Tasks for this exercise:
A) Answer these questions about the interview excerpt, one answer per line marked to match:
(i) Whose 3-D printer was featured as a prop in Ender's room?
(ii) What process is the way the formics build things compared to?
(iii) What did the Queen egg room become once it switched identities?
B) From the interview excerpt, copy word for word the passage that starts with the words "Haworth: We did" and ends with the words "craft into existence.".

Supplied text:
begin
Haworth: We did a cut away of one of the formics, it’s anatomy essentially and it did have a few secretion methods.
Procter: One of the things we did on the show, was to get a 3-D printing company to collaborate with us. We both featured their 3-D printer as a prop in Ender’s room.
Q: I noticed!
Procter: I was thinking, he’s a hobbyist and tinkerer, what would that kid have in his room? Maybe 3-D printing would be a part of that. We also printed come cool stuff for his room that we actually printed with the 3-D printer or a higher-end version of it. The main analogy of it is, the way the formics build stuff by hand or mouth is like 3-D printing. They kind of swarm over something, licking and creating it layer by layer. That’s where the striation comes from. It’s kind of cool, licking a space craft into existence.
Q: In reference to the Queen egg room, cathedral, it goes back to the idea of hallowed ground or religious ground. Can you talk about that space?
Procter: That was always something that we called a cathedral out of habit from the book and out of an analogy of some cathedral from the Mind Game. There were versions of everything where we were thinking that it had a religious meaning for them. At one point there was some sort of depictive sculpture in it, which would explain their belief system to you in some way. Once we realized that it was a complicated thing to try to introduce alien religion and have it come properly and that the core of their society really is the Queen and her ability to reproduce and create new workers. It switched identities and became more of her nursery, which gave us more opportunities which we didn’t have before, like to have dead kids essentially. When we came and bombed Eros, the Mind Game became something different. It became a multi-body memory that the Queen had about what it was like to be bombed, scared, and to run into the cathedral and to have it collapse on top of her. That’s the little story that really happened on Eros. That’s what Ender is seeing translated into human terms in the dream. It became a nursery and changed its elements.
end
Raw records:
begin
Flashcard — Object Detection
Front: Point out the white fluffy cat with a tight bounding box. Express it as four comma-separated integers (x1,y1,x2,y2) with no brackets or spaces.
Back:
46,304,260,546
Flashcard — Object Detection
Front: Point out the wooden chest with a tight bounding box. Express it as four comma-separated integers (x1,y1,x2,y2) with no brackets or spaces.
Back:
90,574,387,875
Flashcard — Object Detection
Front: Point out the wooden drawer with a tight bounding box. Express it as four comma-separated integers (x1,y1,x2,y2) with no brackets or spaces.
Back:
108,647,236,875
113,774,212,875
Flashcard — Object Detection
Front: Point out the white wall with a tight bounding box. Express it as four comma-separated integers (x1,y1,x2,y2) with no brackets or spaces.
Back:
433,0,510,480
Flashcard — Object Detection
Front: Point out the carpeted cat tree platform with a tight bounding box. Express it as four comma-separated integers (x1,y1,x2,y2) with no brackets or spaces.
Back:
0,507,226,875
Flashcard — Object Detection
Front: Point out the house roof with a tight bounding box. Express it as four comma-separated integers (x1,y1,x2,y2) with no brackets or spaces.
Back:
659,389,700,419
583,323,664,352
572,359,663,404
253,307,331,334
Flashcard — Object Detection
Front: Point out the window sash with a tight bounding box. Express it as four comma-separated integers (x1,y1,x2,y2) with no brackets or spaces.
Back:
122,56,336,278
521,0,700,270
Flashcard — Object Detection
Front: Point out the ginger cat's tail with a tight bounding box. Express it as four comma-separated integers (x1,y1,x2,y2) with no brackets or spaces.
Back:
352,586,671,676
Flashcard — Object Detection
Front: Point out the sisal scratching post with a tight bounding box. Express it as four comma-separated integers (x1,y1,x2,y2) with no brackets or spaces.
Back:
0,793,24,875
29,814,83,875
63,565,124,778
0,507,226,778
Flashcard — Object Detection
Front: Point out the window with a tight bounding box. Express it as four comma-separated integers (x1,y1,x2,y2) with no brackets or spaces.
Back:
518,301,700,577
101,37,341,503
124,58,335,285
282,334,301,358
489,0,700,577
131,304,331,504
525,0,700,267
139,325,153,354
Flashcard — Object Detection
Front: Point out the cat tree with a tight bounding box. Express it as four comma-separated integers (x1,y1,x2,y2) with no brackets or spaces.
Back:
end
Expected results:
A)
(i) The 3-D printing company that collaborated with the show
(ii) 3-D printing
(iii) The Queen's nursery

B)
Haworth: We did a cut away of one of the formics, it’s anatomy essentially and it did have a few secretion methods.
Procter: One of the things we did on the show, was to get a 3-D printing company to collaborate with us. We both featured their 3-D printer as a prop in Ender’s room.
Q: I noticed!
Procter: I was thinking, he’s a hobbyist and tinkerer, what would that kid have in his room? Maybe 3-D printing would be a part of that. We also printed come cool stuff for his room that we actually printed with the 3-D printer or a higher-end version of it. The main analogy of it is, the way the formics build stuff by hand or mouth is like 3-D printing. They kind of swarm over something, licking and creating it layer by layer. That’s where the striation comes from. It’s kind of cool, licking a space craft into existence.